- **Task statement**: Within the listing below, how many lines contain "rocky"? Only the number is wanted.

- **Listed entries**:
>>>

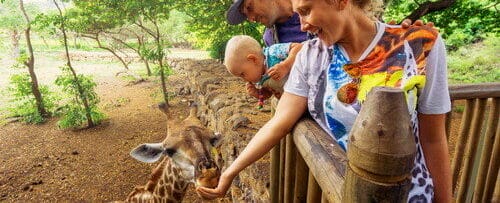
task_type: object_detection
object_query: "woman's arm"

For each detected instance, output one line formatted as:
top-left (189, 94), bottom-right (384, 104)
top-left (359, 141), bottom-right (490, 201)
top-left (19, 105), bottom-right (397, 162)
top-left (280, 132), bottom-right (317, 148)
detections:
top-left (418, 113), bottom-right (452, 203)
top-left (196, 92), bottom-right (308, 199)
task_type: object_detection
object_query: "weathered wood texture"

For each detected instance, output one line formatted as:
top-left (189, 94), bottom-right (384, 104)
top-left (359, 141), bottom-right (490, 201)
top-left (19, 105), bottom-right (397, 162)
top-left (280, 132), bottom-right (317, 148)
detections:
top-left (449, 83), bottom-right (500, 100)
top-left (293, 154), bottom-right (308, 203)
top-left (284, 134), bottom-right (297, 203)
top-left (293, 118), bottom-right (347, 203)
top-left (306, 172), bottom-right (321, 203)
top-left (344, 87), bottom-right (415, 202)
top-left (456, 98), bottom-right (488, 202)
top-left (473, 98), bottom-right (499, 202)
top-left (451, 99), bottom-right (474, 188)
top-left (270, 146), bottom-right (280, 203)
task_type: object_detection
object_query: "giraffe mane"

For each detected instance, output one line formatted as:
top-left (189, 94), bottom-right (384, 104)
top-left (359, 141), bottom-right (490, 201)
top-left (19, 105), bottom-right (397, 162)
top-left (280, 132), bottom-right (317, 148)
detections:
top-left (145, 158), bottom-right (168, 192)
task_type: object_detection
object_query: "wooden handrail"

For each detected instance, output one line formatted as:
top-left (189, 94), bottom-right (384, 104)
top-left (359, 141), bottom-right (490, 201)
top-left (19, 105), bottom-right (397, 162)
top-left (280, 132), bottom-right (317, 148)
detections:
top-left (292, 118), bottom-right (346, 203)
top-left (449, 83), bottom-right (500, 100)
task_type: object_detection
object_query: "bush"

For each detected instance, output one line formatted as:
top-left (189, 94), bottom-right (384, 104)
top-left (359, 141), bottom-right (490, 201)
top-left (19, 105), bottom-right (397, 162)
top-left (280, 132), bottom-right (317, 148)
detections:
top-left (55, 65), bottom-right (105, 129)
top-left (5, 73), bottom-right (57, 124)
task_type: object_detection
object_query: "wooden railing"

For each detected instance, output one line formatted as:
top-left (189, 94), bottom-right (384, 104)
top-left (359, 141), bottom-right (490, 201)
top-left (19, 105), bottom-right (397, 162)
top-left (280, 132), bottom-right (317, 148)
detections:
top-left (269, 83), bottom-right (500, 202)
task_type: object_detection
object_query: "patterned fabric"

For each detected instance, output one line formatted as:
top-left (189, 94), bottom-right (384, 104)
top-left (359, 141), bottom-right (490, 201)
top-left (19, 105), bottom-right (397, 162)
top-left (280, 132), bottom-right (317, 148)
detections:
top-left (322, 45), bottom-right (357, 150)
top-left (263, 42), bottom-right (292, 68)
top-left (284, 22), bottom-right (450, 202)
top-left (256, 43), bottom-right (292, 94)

<<<
>>>

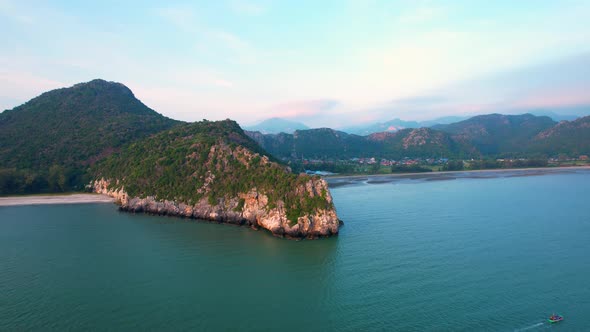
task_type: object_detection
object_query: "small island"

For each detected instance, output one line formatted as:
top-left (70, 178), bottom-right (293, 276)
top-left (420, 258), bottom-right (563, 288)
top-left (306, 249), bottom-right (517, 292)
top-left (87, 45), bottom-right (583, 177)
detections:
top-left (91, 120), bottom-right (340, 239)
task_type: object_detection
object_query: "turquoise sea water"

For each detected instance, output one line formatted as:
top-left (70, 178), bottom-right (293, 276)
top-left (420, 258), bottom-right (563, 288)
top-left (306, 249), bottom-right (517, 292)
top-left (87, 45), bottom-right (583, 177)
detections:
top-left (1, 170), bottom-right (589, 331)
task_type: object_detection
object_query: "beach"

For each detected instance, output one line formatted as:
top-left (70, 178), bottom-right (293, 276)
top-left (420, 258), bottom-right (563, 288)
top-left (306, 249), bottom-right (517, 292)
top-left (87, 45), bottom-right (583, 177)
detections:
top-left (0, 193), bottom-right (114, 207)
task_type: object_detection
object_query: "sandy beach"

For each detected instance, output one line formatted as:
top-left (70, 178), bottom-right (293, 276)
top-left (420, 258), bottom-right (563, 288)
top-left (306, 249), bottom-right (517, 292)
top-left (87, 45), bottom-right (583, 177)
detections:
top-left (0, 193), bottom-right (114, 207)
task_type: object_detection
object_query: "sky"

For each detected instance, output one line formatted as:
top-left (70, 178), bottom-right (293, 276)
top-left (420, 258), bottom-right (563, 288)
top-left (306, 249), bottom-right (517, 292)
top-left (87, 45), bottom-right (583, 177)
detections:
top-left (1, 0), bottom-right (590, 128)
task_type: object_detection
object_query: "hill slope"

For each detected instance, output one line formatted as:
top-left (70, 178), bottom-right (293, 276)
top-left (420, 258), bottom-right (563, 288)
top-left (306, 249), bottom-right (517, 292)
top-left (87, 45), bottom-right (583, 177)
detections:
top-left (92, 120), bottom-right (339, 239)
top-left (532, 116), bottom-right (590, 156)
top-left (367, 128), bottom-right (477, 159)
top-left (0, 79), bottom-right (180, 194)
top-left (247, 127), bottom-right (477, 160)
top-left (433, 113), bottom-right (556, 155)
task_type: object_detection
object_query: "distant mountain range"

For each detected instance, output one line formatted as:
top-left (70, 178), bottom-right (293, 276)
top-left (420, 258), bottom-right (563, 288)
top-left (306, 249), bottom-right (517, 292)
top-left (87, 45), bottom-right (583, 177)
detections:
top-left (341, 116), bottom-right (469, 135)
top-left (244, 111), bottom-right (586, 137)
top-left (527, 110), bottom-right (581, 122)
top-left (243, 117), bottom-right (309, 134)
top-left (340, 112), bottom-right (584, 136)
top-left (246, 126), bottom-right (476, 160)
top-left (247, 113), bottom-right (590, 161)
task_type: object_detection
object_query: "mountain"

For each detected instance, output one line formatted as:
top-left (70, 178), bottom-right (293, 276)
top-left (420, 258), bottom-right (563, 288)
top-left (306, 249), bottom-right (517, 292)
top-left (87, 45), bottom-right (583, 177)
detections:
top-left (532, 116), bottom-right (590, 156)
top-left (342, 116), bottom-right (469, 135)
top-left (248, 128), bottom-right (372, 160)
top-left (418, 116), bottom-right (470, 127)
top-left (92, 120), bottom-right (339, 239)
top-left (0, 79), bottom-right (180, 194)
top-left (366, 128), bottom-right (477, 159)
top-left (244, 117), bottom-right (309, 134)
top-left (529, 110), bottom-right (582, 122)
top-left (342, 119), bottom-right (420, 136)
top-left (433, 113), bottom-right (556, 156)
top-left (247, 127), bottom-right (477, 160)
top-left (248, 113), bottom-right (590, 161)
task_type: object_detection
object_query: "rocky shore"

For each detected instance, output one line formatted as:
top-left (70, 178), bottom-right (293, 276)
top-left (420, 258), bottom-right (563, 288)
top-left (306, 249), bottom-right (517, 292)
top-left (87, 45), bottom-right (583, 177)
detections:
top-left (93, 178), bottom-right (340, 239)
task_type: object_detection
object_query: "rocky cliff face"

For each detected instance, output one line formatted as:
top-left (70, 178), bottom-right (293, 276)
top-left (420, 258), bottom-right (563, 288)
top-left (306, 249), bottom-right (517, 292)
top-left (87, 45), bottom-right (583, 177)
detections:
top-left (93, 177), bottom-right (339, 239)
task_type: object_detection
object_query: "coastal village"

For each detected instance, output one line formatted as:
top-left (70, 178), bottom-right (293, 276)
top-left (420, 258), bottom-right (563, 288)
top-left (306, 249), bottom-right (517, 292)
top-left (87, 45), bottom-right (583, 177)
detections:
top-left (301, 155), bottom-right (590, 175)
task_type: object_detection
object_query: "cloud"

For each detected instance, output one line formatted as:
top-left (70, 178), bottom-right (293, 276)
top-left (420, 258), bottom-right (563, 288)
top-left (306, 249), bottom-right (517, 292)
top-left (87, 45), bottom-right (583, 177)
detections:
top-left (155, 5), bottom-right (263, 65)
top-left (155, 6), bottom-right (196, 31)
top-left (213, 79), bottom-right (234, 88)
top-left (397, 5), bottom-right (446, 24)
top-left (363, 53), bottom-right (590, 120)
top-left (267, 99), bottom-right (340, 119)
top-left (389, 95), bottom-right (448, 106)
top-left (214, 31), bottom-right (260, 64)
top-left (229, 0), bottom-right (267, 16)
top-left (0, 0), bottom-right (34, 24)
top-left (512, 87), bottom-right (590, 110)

<<<
>>>

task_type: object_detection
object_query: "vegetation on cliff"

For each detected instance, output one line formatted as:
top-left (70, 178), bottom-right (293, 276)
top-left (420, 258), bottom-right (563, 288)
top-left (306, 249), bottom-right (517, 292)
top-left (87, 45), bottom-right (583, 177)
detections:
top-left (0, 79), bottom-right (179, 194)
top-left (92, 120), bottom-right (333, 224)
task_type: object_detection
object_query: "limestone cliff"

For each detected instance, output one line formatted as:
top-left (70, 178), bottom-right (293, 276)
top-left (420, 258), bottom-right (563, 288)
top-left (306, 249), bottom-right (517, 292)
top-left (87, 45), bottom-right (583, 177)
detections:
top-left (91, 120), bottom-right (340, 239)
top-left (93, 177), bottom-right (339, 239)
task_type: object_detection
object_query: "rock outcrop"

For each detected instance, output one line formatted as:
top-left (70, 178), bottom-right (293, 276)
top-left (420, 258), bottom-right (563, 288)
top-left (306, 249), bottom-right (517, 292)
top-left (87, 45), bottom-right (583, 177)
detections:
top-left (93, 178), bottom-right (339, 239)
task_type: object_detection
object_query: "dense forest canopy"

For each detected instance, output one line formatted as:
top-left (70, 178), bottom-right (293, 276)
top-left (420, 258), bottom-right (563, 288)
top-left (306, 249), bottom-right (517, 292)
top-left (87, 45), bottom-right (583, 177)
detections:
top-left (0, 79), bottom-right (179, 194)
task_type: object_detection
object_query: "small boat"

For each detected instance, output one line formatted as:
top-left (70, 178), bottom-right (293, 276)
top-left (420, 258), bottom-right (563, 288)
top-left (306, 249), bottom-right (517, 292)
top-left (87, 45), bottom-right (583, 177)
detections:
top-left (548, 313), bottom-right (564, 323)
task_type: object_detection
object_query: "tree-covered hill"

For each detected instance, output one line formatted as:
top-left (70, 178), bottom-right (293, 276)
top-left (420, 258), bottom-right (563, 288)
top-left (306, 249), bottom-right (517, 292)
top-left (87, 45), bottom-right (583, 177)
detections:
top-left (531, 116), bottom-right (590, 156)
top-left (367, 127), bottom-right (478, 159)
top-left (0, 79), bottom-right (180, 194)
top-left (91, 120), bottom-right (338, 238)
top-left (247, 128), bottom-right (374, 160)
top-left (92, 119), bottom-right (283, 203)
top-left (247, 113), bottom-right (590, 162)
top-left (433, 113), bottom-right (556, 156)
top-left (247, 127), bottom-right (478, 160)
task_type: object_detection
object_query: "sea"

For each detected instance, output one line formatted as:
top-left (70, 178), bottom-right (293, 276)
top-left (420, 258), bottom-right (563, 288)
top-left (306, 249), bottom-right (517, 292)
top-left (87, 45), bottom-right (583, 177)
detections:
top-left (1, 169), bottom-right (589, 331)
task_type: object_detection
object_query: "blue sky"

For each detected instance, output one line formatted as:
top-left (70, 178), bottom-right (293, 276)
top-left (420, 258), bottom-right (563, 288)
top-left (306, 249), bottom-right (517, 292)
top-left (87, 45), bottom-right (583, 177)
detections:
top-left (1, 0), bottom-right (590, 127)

<<<

- **Exercise answer**: 2